→ STATED EXERCISE 1
From the stablecoin article below, write out everything from "Stablecoins Might Be" down to "a little different." without any alteration.

→ TEXT SECTION
= = = = =

Skip to main content

Stablecoins Might Be Better Than Bitcoin For Payments, But Maybe Not For Long



Stablecoins offer most of the benefits of bitcoin (BTC), but without any of the volatility. This is the opinion of a wide number of industry figures and experts, all of whom affirm that removing volatility is the key to making cryptocurrencies viable as a means of payment.

Does this mean that the future of money belongs to stablecoins, and not to floating decentralized cryptocurrencies such as BTC? Well, even though some commentators do make this argument, the reality is a little different.

For one, bitcoin’s volatility might decrease over time as it becomes more popular, making it more suitable as a means of payment. In addition, it’s possible that stablecoins will be regulated virtually out of existence, while many may become unstable due to being pegged to inflationary fiat currencies.

Stablecoins, not bitcoin

Increasingly, the phrase ‘stablecoins, not Bitcoin’ has become a mantra within certain circles. Writing on Twitter, Messari researcher Ryan Watkins expressed this credo in a post from late May:

Saying that stablecoins solve “nearly every problem that Bitcoin does” is a strong statement, but a healthy number of other figures within the industry agree with Watkins.

Speaking to Cryptonews.com, the Maker Foundation’s Mike Porcaro suggested that the stablecoin Dai, which is operated by the Foundation, combines the pros of BTC with the pros of a ‘stable’ fiat currency such as the US dollar (to which Dai is pegged).

= = = = =

[Object point labels]
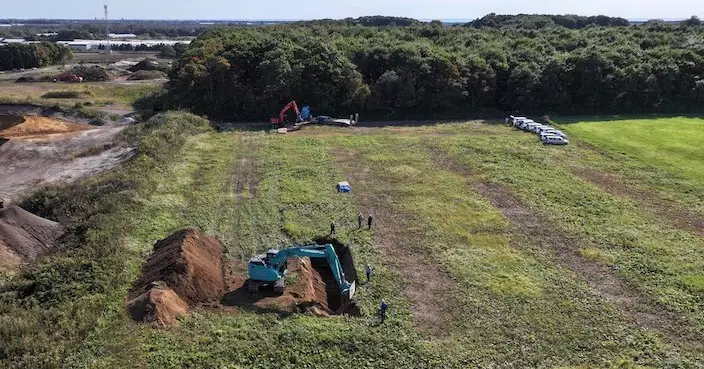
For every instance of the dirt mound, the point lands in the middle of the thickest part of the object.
(305, 292)
(160, 305)
(310, 287)
(33, 126)
(189, 263)
(25, 236)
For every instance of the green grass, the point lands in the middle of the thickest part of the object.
(509, 302)
(670, 144)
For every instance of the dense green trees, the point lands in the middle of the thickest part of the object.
(423, 70)
(18, 56)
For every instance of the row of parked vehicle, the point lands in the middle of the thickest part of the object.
(548, 135)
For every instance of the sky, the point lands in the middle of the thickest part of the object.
(314, 9)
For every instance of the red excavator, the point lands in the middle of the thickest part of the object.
(281, 120)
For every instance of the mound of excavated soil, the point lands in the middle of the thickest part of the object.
(305, 292)
(189, 263)
(159, 305)
(25, 236)
(34, 126)
(310, 287)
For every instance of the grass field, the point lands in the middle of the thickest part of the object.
(492, 250)
(670, 144)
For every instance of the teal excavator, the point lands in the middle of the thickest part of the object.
(270, 268)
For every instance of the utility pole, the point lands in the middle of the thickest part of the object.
(107, 30)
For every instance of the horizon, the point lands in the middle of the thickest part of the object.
(279, 10)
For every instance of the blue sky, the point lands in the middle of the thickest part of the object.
(310, 9)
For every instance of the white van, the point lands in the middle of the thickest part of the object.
(554, 132)
(553, 140)
(526, 125)
(542, 129)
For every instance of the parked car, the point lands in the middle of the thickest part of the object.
(553, 140)
(526, 126)
(555, 132)
(542, 129)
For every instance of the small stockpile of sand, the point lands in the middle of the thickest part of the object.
(25, 236)
(34, 126)
(184, 269)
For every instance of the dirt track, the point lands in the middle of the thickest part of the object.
(33, 160)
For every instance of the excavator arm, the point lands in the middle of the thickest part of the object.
(271, 268)
(282, 114)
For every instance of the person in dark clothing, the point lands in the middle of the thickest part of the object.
(382, 310)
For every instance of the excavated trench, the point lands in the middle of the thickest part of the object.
(310, 287)
(335, 301)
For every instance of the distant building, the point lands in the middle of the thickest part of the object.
(5, 41)
(122, 35)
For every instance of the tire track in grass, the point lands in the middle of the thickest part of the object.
(601, 278)
(428, 288)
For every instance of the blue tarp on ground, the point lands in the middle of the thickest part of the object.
(343, 187)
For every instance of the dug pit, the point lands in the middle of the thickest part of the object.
(310, 287)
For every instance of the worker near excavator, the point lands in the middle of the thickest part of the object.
(382, 310)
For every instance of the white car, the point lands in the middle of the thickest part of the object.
(527, 126)
(519, 122)
(554, 132)
(542, 129)
(537, 128)
(515, 120)
(553, 140)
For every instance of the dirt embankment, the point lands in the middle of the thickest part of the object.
(25, 236)
(184, 270)
(37, 149)
(187, 270)
(33, 126)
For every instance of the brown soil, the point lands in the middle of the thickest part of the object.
(34, 126)
(25, 236)
(26, 164)
(189, 262)
(160, 305)
(305, 292)
(652, 202)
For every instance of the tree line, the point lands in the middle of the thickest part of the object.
(22, 56)
(427, 70)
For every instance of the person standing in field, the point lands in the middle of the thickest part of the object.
(383, 309)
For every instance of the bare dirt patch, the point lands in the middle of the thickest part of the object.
(27, 163)
(430, 290)
(25, 236)
(184, 270)
(33, 126)
(652, 202)
(306, 291)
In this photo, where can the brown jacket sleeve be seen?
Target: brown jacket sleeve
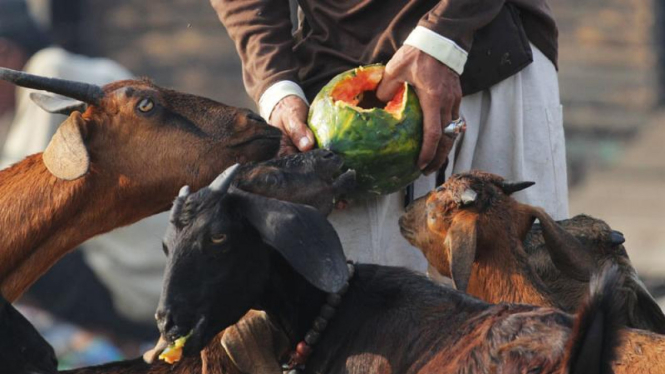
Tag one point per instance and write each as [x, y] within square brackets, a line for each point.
[458, 20]
[261, 31]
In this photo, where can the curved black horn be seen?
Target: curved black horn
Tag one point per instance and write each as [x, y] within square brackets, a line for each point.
[222, 183]
[511, 187]
[179, 201]
[88, 93]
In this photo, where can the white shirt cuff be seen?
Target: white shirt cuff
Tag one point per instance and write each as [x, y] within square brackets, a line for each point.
[277, 92]
[439, 47]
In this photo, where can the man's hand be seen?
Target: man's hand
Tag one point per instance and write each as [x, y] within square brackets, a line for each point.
[290, 116]
[439, 91]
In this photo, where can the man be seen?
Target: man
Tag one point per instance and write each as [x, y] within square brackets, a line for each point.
[511, 105]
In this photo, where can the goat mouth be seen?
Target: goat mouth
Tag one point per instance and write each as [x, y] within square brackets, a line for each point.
[260, 138]
[195, 338]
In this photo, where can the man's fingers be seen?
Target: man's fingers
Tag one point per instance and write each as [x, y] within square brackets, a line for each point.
[431, 131]
[455, 109]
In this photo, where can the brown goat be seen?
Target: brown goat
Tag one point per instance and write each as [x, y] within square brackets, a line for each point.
[472, 231]
[309, 178]
[122, 160]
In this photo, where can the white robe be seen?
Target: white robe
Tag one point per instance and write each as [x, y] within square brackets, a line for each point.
[514, 129]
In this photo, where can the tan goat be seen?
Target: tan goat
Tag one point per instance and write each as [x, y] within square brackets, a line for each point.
[123, 159]
[472, 231]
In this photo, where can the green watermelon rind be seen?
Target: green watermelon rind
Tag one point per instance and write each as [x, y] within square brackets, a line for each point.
[385, 160]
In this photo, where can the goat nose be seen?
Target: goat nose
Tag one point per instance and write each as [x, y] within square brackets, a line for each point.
[255, 117]
[164, 320]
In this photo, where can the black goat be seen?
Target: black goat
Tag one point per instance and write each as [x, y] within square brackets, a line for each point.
[230, 251]
[22, 349]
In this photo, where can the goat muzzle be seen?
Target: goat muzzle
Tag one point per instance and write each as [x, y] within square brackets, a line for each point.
[85, 92]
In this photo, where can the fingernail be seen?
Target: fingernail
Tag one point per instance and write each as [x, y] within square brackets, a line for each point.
[303, 142]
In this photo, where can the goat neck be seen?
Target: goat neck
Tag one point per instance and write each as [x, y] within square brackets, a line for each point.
[52, 216]
[369, 313]
[502, 272]
[292, 301]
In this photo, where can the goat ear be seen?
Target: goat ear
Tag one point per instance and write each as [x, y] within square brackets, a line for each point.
[57, 105]
[66, 156]
[301, 234]
[524, 220]
[461, 241]
[647, 309]
[567, 253]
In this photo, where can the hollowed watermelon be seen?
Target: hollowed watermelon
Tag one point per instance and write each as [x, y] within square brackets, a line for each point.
[381, 141]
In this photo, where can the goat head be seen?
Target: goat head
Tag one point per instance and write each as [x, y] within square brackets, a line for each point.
[136, 134]
[221, 245]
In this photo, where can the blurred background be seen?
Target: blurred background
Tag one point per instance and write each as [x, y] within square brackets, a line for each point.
[612, 76]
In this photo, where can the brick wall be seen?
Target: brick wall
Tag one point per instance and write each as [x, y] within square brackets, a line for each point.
[608, 75]
[179, 44]
[608, 63]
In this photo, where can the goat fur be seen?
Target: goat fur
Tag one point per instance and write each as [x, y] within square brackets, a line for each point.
[504, 272]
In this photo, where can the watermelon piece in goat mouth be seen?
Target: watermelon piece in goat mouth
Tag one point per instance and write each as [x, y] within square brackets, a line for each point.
[381, 141]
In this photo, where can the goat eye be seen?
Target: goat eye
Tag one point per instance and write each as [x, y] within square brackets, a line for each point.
[218, 239]
[145, 105]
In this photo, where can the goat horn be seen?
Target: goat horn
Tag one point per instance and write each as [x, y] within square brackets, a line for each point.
[222, 183]
[617, 237]
[511, 187]
[88, 93]
[469, 197]
[184, 191]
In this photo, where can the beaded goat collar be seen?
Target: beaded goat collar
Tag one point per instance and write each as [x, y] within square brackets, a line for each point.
[298, 357]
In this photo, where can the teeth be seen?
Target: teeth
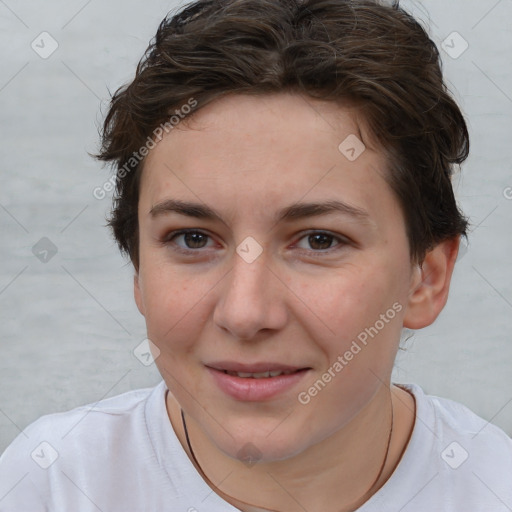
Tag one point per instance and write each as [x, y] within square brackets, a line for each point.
[259, 375]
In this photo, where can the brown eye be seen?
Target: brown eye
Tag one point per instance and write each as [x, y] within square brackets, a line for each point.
[188, 240]
[320, 241]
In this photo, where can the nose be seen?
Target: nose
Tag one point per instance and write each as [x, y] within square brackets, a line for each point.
[252, 300]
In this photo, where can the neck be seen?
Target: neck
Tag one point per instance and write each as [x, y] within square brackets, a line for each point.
[340, 473]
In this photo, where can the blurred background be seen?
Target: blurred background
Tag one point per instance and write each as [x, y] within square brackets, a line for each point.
[69, 328]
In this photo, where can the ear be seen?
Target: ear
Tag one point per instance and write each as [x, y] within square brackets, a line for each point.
[137, 293]
[430, 283]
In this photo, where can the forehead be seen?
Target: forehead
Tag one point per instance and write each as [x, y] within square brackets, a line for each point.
[260, 152]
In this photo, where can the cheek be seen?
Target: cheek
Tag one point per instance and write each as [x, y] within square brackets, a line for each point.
[173, 304]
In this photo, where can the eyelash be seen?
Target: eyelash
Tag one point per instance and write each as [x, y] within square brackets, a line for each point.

= = = = =

→ STATED EXERCISE 2
Gather every line of the entries above that contains the string "sleeve", treating uppercase and lowercase as distinct.

→ COMPLETE OUTPUT 1
Stablecoins Might Be Better Than Bitcoin For Payments, But Maybe Not For Long



Stablecoins offer most of the benefits of bitcoin (BTC), but without any of the volatility. This is the opinion of a wide number of industry figures and experts, all of whom affirm that removing volatility is the key to making cryptocurrencies viable as a means of payment.

Does this mean that the future of money belongs to stablecoins, and not to floating decentralized cryptocurrencies such as BTC? Well, even though some commentators do make this argument, the reality is a little different.

→ COMPLETE OUTPUT 2
In this photo, where can the brown jacket sleeve be seen?
Target: brown jacket sleeve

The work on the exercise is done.